### Extrait du document:
« Vous êtes ici » de John Freeman
« Si nous
Pouvions établir
Un atlas
De la souffrance,
La plupart des terres
Seraient
Terra incognita ».
Les lieux fascinent l’Homme. Pour leur beauté, pour leur laideur. Pour leur pureté, pour leurs courbes modelées par les activités humaines. Nous nous sentons parfois étrangers à eux ou au contraire si proches même si nous ne les connaissons pas. Les lieux qu’on traverse, occupe, visite, rêve, fuit nous forgent, nous traversent de leur Histoire et nous y versons nos propres anxiétés et espoirs. L’Homme et le lieu se reflètent l’un l’autre.
Ainsi, que nous soyons d’ici ou d‘ailleurs, globe-trotteur ou voyageur de l’imaginaire, nos gestes, nos souvenirs, nos pensées, nos émotions laissent une trace visible. Cette trace en rejoint une autre, puis encore une autre et, sans nous en apercevoir, nous avons non seulement construit une route mais plusieurs. Nous avons inconsciemment mais savamment créé un réseau, un territoire à notre image. Chacun d’entre nous créé dans sa vie une carte, celle de l’intime. Parfois, cette intimité qui nous est propre rejoint celle d’une autre personne. Des ponts se font, un échangeur naît pour joindre les autoroutes de chacun. Un réseau monde. Et c’est parce que ces liens existent que nous pouvons sentir, ressentir ce que d’autres sentent, ressentent. Parfois c’est au même endroit, au même moment. Parfois non mais nous savons, nous reconnaissons les choses.

### Données:

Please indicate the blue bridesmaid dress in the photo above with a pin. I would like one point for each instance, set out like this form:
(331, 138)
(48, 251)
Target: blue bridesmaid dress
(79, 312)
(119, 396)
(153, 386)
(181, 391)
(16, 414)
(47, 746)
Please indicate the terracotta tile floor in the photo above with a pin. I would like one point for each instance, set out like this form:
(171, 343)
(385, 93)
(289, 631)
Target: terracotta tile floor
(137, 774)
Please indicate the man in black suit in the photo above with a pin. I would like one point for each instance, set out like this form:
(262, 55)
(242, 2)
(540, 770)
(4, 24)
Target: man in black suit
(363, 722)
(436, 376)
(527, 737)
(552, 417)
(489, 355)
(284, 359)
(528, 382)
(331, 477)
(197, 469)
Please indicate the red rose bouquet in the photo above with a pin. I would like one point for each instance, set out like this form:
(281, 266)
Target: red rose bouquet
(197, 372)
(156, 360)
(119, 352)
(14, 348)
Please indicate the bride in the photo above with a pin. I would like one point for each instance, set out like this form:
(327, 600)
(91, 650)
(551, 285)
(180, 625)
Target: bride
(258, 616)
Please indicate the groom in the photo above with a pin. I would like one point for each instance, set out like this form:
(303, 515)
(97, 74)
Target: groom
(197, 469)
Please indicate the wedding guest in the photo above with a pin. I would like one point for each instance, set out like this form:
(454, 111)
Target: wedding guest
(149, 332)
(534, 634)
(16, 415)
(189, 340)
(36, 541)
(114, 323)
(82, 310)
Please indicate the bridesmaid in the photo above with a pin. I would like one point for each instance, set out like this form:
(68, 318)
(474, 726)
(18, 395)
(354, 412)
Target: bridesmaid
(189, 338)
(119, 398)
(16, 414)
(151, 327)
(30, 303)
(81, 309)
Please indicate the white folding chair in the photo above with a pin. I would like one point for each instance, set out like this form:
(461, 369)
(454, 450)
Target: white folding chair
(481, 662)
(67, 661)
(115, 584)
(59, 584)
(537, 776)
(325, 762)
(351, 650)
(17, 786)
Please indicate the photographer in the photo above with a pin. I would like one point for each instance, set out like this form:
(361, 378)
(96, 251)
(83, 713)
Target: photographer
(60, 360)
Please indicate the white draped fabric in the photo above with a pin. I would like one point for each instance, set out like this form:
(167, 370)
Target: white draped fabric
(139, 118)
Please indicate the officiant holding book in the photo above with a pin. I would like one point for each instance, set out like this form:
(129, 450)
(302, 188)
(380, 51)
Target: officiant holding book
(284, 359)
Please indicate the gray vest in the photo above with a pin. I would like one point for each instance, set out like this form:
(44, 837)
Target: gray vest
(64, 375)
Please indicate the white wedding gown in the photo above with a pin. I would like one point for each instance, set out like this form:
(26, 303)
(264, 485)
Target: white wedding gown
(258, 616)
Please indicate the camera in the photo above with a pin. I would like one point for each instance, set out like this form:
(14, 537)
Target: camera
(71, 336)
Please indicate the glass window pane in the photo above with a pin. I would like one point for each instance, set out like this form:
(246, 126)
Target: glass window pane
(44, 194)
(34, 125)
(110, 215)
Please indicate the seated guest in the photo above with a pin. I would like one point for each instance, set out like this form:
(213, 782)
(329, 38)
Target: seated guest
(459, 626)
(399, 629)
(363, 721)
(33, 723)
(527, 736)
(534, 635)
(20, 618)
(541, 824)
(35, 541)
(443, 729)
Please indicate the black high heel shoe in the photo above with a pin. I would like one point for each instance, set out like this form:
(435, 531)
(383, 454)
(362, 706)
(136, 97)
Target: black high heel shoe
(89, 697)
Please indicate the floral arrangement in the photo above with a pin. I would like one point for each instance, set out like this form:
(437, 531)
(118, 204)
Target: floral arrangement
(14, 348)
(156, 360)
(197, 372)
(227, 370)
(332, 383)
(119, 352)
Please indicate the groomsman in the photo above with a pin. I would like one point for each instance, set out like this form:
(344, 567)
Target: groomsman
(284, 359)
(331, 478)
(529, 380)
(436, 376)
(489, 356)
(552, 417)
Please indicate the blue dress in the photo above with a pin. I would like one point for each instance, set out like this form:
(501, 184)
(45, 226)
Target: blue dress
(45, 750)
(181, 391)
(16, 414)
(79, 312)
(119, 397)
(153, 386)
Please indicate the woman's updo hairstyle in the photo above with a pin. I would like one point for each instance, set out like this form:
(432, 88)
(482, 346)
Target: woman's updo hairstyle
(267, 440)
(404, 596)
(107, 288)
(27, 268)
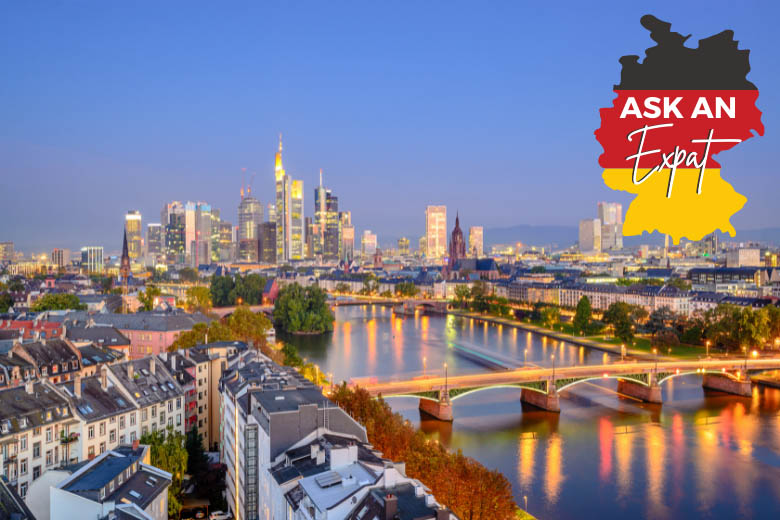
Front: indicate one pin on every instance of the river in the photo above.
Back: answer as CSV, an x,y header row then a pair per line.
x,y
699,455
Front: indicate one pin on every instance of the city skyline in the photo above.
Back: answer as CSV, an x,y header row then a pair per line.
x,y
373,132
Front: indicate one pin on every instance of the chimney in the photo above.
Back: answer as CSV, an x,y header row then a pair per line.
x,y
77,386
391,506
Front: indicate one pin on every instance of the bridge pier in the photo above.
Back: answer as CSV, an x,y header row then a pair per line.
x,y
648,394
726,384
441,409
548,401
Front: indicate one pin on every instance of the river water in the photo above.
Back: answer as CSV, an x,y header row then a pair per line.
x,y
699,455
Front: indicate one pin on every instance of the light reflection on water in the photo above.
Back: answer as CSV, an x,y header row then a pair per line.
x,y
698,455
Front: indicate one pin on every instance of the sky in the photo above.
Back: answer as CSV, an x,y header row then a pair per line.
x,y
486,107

==

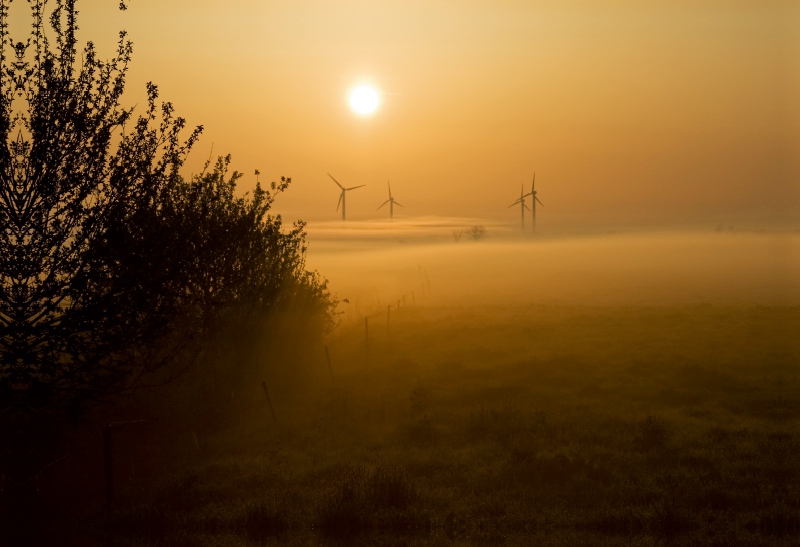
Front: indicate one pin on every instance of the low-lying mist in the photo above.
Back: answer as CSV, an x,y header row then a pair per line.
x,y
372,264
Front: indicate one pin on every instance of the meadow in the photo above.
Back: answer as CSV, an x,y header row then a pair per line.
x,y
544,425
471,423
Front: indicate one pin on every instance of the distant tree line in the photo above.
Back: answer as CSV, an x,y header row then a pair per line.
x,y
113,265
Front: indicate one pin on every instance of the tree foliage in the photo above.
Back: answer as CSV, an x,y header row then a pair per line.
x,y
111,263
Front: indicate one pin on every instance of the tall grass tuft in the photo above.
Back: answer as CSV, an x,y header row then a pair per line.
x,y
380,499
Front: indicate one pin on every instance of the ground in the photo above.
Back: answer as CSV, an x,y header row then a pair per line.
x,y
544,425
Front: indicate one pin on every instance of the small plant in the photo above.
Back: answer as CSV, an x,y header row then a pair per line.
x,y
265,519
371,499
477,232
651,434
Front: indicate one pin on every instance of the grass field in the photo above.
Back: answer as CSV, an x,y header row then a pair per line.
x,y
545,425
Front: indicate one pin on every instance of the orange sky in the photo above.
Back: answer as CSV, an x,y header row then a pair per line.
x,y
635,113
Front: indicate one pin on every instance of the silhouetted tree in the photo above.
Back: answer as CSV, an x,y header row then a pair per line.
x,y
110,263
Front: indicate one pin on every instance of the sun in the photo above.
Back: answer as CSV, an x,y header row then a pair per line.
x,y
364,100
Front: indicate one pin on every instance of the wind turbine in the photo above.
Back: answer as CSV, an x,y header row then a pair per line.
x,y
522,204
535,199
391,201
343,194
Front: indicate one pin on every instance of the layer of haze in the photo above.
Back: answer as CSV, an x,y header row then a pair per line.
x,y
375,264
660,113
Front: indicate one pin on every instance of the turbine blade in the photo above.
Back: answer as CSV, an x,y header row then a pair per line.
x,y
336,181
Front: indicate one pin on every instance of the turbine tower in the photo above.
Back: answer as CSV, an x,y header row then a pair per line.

### Consigne 1:
Condensez le paragraphe de l'extrait qui commence par « Ainsi, que nous soyons d'ici » en conservant ses idées principales.
### Consigne 2:
Relevez dans la liste chaque ligne contenant le mot « book » et recopiez-la, en tenant compte de la casse.
L'extrait et la liste proviennent de sources distinctes.

### Réponse rédigée 1:
D'ici ou d'ailleurs, voyageurs réels ou imaginaires, nous laissons par nos gestes, nos souvenirs, nos pensées et nos émotions des traces qui se rejoignent en routes. Elles forment un réseau, un territoire à notre image : chacun crée ainsi la carte de son intime. Quand cette intimité rejoint celle d'une autre personne, des ponts relient nos chemins en un réseau monde. Ces liens nous permettent de ressentir ce que d'autres ressentent, parfois au même endroit et au même moment, parfois non, mais nous reconnaissons les choses.

### Réponse rédigée 2:
Please indicate the officiant holding book in the photo above with a pin. I would like one point for each instance, set out like this form:
Target: officiant holding book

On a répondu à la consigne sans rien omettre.